## Provided material
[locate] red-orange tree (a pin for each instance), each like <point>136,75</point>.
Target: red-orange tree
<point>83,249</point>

--

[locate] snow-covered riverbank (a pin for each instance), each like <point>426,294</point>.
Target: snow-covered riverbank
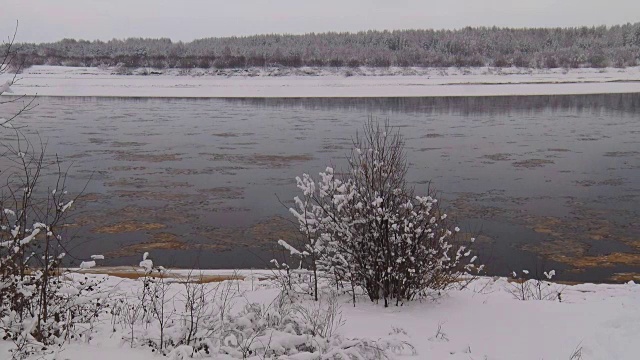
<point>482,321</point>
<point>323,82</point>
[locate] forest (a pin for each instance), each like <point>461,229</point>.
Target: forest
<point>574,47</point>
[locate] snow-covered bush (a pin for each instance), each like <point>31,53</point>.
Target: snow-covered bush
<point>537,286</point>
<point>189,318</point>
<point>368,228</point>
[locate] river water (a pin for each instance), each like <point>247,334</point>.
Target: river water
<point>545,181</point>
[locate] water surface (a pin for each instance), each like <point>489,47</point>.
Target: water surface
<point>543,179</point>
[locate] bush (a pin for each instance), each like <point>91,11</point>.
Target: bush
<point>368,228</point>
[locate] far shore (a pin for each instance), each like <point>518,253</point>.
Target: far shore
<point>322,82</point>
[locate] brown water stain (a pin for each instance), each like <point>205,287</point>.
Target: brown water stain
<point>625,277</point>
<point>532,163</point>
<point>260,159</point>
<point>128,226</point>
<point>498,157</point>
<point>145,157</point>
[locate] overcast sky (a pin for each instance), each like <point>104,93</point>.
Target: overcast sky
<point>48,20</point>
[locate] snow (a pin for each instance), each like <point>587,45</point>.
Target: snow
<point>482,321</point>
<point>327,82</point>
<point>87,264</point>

## Directions for this task
Copy the rows above, starting at the line with "[locate] snow-covered riverbank" and continuing through the line with "<point>574,47</point>", including both. Leave out any pictures.

## Task response
[locate] snow-covered riverbank (a pin for each instance), each like <point>426,294</point>.
Target: snow-covered riverbank
<point>482,321</point>
<point>323,82</point>
[locate] forest (a pin for each instance), each like <point>461,229</point>.
Target: forest
<point>574,47</point>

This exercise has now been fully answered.